To do:
Find each line in the records below that contains the word "embroidered", and copy those lines.

Records taken from a collection
***
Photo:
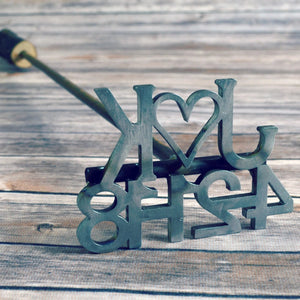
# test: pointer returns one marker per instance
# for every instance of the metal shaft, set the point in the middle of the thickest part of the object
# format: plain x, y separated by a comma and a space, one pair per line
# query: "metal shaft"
160, 150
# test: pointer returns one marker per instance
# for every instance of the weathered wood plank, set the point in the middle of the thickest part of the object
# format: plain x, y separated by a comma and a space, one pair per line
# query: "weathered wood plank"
210, 272
23, 216
133, 6
92, 144
47, 139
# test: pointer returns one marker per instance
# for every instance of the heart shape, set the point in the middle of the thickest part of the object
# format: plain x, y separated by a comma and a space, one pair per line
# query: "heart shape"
186, 108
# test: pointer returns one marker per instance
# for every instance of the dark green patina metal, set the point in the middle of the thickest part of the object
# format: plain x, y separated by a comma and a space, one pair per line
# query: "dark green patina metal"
127, 211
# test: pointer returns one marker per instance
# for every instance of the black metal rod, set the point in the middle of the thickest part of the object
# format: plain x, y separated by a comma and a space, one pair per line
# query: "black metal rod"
160, 150
161, 169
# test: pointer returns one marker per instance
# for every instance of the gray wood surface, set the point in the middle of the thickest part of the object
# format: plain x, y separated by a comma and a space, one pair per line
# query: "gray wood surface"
48, 138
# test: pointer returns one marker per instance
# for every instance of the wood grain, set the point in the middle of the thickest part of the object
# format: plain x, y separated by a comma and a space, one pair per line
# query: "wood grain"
48, 138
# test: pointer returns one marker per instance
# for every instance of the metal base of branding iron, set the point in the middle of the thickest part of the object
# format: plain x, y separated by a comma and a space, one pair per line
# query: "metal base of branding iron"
127, 212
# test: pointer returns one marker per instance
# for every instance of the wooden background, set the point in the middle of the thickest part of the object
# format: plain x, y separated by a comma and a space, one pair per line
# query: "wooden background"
48, 138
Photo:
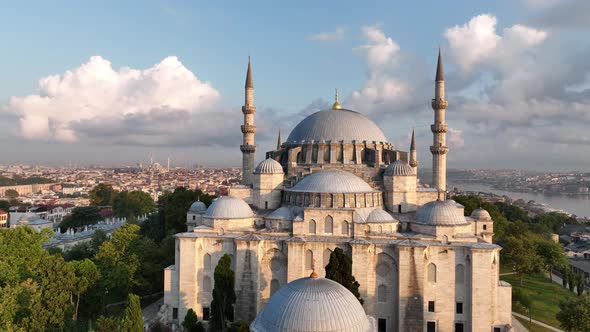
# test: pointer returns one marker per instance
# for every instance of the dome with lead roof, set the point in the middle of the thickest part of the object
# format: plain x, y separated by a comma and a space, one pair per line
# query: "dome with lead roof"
269, 166
336, 125
312, 305
332, 181
440, 213
399, 168
198, 206
481, 214
226, 207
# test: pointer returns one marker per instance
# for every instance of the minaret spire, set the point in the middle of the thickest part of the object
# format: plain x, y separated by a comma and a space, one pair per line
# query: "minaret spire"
439, 129
413, 154
248, 147
336, 104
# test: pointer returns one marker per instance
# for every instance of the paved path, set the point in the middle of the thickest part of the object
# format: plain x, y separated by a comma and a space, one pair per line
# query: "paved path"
538, 323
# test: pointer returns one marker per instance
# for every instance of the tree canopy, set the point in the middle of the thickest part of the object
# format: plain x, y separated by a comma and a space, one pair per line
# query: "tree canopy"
224, 296
574, 314
339, 269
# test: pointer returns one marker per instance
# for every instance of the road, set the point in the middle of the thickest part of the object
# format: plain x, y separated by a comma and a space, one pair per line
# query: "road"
538, 323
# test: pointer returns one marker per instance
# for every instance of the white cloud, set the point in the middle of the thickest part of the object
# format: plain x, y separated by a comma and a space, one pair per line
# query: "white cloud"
476, 42
96, 93
380, 50
337, 34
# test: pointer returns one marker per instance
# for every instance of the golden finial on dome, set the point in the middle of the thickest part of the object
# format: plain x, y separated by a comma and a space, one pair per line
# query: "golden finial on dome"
313, 274
336, 105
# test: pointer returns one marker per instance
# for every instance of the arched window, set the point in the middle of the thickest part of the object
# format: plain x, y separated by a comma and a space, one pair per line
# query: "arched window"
207, 262
459, 274
382, 293
309, 259
431, 272
344, 227
326, 257
274, 286
329, 225
206, 284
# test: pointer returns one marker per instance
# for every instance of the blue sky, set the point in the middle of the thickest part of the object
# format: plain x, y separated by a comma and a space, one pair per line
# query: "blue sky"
300, 52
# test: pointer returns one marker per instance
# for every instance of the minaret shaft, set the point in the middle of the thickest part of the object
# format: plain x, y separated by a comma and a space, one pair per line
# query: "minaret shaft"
248, 147
439, 129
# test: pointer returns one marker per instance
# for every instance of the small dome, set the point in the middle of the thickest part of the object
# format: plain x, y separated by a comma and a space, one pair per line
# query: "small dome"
399, 167
312, 305
226, 207
281, 213
440, 213
198, 206
27, 217
379, 215
481, 214
336, 125
269, 166
332, 181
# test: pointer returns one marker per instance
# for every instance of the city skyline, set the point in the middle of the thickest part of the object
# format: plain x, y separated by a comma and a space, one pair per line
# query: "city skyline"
517, 79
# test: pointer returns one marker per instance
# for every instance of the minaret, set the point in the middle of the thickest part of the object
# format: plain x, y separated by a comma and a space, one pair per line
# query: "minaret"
248, 129
439, 129
413, 155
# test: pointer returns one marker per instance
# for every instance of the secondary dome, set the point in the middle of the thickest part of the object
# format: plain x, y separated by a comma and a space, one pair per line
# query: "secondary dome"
440, 213
226, 207
198, 206
399, 167
332, 181
379, 215
481, 214
312, 305
269, 166
336, 125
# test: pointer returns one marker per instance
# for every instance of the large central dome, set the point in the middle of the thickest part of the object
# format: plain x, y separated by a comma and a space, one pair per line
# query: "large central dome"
336, 125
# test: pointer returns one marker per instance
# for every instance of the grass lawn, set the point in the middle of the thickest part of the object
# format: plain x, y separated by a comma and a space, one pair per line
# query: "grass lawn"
544, 294
532, 327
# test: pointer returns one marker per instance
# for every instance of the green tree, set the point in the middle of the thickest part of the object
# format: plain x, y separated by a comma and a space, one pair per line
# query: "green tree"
81, 216
102, 195
106, 324
190, 321
574, 314
87, 274
133, 204
11, 193
35, 286
239, 327
4, 205
519, 254
552, 255
117, 264
580, 283
339, 269
224, 296
133, 319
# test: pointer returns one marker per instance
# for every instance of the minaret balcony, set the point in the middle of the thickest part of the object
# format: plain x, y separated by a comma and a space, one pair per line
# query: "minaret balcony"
439, 128
441, 149
249, 109
248, 148
248, 129
439, 104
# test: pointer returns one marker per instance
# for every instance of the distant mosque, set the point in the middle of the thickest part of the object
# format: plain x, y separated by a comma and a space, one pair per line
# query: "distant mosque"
336, 182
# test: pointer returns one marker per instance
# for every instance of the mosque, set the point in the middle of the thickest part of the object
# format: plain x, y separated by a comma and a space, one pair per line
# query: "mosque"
336, 182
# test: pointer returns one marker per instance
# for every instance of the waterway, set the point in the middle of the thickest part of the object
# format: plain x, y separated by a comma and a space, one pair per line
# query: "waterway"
574, 204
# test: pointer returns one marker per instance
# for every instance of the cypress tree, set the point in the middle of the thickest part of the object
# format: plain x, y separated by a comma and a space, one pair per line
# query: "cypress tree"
339, 269
133, 319
224, 296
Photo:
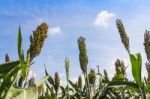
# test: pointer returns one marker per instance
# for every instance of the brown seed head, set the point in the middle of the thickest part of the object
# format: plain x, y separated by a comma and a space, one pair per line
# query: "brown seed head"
80, 82
92, 77
7, 58
82, 54
57, 81
123, 35
37, 40
147, 44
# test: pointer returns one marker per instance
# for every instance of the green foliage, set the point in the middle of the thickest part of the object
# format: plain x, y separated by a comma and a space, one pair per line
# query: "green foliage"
15, 85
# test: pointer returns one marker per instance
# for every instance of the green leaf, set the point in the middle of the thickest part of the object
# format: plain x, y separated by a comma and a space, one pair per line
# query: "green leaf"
39, 83
20, 49
136, 63
74, 86
50, 79
119, 83
7, 67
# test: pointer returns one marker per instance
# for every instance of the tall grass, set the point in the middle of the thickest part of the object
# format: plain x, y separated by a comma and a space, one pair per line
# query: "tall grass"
90, 85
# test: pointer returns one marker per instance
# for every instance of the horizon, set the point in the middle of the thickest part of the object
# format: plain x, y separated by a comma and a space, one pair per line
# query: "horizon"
69, 20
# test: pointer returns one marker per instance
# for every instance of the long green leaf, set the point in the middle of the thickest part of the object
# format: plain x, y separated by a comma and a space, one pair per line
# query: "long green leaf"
136, 62
7, 67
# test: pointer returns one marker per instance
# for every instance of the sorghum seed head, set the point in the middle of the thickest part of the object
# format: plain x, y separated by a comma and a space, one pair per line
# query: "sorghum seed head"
7, 58
123, 35
57, 81
80, 82
120, 68
82, 54
92, 77
67, 65
37, 40
147, 44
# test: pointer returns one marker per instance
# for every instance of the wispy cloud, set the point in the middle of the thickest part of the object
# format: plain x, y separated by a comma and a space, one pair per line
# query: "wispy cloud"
103, 18
54, 31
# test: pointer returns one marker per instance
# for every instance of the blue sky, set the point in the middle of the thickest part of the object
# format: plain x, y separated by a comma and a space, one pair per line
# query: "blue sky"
69, 19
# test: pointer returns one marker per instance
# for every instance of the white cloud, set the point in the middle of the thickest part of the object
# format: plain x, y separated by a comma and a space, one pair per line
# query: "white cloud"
103, 18
55, 30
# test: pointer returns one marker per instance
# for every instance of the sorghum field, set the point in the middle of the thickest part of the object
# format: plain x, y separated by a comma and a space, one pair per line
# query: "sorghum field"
14, 83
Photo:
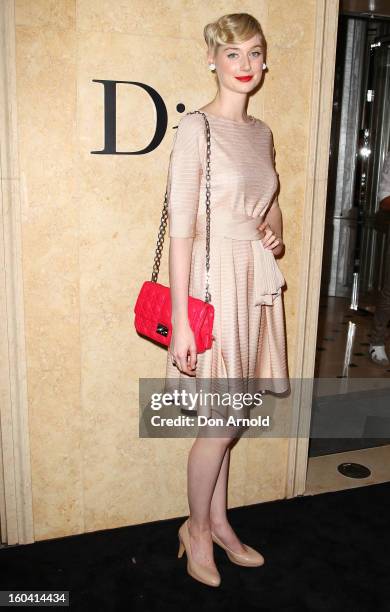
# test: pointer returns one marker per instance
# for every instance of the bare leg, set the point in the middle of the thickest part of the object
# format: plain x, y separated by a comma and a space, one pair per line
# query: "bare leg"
204, 463
218, 516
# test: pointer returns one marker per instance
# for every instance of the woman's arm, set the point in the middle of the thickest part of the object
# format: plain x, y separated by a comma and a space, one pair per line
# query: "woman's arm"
184, 176
183, 340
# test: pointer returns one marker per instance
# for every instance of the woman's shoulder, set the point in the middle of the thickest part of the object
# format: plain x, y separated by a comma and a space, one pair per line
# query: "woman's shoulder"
263, 124
191, 122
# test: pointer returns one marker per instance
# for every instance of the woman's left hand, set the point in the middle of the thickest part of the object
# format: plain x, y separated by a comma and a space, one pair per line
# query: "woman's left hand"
270, 241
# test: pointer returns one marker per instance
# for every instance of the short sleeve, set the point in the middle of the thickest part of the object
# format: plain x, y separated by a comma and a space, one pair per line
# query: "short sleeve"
184, 176
384, 184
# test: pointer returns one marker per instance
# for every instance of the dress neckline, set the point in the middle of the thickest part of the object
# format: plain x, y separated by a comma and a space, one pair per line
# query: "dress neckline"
252, 119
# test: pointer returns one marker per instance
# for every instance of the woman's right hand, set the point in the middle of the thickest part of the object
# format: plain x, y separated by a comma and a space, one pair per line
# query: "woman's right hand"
183, 348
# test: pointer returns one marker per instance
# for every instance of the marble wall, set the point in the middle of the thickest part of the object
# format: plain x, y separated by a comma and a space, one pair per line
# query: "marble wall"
89, 226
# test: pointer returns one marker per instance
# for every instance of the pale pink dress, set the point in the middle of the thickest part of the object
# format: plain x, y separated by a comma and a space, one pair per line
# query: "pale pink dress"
249, 350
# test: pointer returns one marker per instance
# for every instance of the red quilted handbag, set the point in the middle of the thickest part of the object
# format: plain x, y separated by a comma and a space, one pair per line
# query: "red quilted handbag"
153, 306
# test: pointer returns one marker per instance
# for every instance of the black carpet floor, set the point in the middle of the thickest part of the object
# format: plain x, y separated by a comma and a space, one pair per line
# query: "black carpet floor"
328, 552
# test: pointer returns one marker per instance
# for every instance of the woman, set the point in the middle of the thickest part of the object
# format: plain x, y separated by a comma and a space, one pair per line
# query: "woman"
245, 281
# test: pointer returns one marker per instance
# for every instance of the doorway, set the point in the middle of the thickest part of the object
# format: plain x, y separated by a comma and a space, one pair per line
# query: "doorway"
350, 425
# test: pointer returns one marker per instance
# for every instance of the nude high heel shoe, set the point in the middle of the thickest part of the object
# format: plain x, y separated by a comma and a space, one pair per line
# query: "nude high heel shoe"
251, 558
204, 574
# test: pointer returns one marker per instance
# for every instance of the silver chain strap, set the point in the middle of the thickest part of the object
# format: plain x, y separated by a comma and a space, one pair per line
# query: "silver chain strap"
164, 218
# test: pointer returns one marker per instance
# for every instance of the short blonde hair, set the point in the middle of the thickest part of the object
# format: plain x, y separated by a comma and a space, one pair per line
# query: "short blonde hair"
233, 28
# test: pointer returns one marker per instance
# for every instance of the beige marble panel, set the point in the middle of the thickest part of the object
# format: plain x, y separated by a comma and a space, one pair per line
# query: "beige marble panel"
46, 80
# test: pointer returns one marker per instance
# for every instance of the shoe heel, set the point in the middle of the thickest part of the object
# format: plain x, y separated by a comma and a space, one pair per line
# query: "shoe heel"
181, 549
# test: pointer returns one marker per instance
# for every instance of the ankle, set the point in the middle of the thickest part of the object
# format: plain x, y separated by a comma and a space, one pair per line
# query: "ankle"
198, 527
218, 522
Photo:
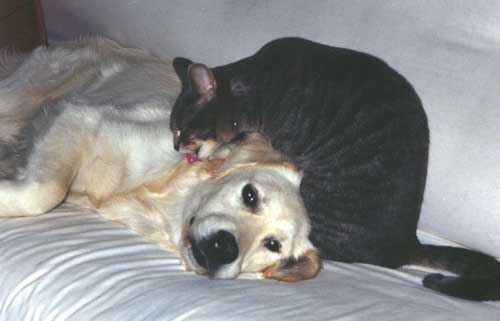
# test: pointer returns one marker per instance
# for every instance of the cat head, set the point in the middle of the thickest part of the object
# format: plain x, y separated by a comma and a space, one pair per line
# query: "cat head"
212, 108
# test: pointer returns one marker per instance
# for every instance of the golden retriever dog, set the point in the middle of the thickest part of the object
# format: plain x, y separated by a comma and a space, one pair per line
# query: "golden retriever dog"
88, 122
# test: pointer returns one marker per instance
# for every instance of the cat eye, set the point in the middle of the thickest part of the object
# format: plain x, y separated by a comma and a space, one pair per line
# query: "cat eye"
250, 196
273, 245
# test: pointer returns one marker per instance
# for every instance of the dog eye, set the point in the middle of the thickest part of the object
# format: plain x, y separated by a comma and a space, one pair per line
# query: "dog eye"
273, 245
250, 196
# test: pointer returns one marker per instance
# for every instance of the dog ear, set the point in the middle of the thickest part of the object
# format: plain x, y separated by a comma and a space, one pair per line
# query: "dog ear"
305, 267
254, 151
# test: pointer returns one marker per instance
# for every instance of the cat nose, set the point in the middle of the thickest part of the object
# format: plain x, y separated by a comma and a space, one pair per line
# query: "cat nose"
177, 139
216, 250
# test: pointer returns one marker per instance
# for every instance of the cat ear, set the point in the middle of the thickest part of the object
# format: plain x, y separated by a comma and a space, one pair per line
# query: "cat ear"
181, 66
203, 81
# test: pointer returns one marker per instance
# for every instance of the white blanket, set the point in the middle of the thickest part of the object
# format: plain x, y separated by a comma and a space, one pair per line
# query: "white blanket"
72, 265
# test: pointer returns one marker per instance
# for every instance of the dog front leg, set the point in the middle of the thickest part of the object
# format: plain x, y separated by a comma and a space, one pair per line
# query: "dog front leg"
27, 198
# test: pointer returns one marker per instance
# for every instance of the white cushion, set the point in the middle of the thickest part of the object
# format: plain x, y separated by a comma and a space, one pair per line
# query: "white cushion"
72, 265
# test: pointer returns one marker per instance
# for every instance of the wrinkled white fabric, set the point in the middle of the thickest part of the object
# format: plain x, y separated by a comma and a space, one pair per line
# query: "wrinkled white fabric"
71, 265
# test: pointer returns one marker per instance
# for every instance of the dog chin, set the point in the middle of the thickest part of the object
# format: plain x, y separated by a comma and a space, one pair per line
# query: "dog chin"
231, 271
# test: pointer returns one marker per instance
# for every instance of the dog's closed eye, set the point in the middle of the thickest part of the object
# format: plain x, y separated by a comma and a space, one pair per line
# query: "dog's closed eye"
250, 196
272, 244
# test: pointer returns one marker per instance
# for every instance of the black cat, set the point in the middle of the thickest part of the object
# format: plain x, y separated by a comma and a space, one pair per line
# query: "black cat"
357, 130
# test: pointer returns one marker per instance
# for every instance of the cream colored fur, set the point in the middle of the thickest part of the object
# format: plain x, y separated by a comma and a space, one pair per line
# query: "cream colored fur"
89, 123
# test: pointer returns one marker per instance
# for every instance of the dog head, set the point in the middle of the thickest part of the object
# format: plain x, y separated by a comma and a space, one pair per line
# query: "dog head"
249, 218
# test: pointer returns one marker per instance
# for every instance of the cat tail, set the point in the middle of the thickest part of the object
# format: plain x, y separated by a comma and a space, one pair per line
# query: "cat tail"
478, 274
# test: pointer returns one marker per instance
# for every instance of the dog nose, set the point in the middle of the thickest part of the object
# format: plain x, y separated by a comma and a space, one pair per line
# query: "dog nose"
215, 251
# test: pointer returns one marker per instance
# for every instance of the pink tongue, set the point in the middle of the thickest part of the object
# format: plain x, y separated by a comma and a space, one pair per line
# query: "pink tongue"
191, 158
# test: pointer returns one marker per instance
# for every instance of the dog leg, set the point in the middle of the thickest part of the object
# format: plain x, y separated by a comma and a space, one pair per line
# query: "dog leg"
27, 198
45, 181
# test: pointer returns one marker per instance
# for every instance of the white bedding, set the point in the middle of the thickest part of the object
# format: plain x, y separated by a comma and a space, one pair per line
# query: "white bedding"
72, 265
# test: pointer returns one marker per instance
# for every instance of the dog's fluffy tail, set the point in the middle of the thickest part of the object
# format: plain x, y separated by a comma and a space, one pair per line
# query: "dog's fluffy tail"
478, 274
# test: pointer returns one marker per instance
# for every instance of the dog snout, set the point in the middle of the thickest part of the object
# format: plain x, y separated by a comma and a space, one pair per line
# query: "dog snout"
215, 251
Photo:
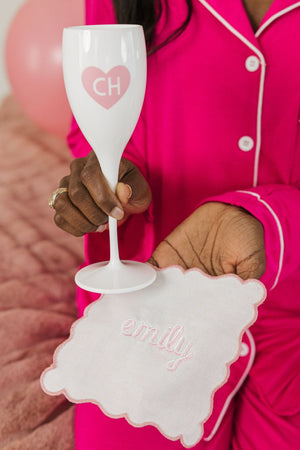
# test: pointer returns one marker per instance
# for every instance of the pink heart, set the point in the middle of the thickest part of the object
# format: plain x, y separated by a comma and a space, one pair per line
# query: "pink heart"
106, 88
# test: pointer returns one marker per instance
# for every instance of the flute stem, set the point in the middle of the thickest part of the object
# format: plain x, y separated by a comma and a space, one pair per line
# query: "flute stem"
113, 241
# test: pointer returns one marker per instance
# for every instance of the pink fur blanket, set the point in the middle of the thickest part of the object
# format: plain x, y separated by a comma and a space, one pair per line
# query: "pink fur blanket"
37, 291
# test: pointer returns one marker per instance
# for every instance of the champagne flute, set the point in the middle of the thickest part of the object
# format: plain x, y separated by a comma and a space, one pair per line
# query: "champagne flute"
104, 69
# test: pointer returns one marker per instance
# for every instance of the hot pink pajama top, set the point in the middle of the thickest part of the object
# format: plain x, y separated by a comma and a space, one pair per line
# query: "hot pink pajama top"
221, 121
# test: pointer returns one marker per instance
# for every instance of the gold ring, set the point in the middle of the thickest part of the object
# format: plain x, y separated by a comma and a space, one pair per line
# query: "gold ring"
54, 196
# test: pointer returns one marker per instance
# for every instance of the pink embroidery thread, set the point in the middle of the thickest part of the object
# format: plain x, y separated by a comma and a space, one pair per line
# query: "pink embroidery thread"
171, 341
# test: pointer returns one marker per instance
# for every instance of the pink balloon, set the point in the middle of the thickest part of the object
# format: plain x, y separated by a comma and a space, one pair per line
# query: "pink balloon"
34, 60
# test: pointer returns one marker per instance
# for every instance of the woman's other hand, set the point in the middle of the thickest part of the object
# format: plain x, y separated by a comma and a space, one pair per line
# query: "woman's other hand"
217, 238
89, 200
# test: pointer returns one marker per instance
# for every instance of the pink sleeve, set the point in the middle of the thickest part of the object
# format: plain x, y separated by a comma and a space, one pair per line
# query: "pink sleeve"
278, 209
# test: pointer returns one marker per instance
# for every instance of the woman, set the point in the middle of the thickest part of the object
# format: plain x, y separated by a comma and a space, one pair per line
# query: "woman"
209, 179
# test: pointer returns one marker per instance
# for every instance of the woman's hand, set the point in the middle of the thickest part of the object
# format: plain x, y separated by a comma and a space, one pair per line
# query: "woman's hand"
89, 200
217, 238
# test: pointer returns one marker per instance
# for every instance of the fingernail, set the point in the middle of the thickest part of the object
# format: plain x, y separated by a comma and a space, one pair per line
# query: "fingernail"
102, 228
129, 191
117, 213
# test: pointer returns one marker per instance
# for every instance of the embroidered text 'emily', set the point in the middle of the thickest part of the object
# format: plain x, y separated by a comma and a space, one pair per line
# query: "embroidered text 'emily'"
171, 340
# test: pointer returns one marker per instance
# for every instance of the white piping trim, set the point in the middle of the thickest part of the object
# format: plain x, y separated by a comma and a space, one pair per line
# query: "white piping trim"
232, 394
280, 232
261, 84
274, 17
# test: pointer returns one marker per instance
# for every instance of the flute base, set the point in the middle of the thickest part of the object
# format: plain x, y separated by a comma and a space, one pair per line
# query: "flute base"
119, 278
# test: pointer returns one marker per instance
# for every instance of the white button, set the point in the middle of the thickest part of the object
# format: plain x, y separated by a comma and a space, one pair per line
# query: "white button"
244, 349
252, 63
246, 143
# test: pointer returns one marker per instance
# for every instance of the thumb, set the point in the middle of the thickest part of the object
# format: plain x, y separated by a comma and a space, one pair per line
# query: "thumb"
134, 192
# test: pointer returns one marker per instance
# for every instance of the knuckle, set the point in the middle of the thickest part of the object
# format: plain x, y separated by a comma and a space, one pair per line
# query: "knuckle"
75, 163
60, 203
59, 221
64, 182
76, 193
87, 175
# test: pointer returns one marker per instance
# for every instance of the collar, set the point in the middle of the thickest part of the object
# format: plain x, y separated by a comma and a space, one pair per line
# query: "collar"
232, 14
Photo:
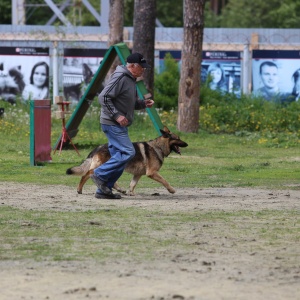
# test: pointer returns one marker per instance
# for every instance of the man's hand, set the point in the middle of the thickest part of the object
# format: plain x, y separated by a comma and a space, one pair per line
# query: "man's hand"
149, 102
122, 121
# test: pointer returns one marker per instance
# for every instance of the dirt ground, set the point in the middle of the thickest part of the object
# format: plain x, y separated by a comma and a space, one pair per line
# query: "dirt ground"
213, 272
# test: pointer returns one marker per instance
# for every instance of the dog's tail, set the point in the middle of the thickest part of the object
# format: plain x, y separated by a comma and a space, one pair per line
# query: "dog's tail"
80, 170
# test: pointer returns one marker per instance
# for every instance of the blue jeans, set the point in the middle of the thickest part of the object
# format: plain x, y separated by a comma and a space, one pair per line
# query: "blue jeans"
121, 150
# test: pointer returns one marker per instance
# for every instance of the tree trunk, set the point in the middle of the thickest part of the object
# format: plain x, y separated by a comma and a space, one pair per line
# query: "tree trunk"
189, 85
144, 36
116, 23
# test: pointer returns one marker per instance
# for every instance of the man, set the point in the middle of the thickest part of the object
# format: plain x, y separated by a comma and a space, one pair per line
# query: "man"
269, 76
118, 101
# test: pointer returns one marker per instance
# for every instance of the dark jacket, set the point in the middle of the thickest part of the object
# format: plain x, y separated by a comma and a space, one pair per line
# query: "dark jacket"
119, 97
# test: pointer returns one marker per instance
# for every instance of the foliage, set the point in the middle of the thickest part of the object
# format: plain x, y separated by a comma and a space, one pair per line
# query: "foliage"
230, 114
166, 84
268, 14
5, 11
236, 14
257, 148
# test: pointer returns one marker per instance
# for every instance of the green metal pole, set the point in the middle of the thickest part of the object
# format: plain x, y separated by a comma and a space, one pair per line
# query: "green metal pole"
31, 132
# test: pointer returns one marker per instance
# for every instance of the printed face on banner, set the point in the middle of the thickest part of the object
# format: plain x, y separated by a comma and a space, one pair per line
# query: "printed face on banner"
274, 75
79, 68
24, 73
221, 69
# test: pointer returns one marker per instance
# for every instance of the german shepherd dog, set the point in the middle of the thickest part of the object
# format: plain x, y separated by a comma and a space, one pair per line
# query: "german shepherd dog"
148, 160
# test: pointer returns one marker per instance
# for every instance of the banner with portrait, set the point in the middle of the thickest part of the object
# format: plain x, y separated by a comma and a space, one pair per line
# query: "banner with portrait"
24, 73
79, 67
221, 69
276, 75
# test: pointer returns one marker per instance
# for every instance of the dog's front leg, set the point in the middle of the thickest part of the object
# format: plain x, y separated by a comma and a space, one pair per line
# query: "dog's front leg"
135, 179
119, 189
157, 177
83, 180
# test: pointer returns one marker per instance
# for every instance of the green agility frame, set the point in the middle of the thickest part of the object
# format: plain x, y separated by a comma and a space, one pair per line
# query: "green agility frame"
84, 103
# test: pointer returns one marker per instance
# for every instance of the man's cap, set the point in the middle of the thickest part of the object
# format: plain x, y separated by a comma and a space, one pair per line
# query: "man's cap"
137, 58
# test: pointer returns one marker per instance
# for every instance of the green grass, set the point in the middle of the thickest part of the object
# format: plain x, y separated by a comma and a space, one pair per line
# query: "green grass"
210, 160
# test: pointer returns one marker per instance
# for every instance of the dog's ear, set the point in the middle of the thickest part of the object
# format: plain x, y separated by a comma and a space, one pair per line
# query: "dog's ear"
164, 133
166, 129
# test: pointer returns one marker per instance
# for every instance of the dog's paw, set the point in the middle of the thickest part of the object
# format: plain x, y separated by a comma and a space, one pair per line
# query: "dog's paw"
171, 190
130, 193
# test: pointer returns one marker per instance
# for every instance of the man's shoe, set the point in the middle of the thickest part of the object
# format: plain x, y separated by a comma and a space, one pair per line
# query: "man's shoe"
101, 185
107, 196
***
Task answer:
# for every instance of the embroidered text 'emily', set the point in the middle of the thickest part of the object
# query: "embroidered text 'emily'"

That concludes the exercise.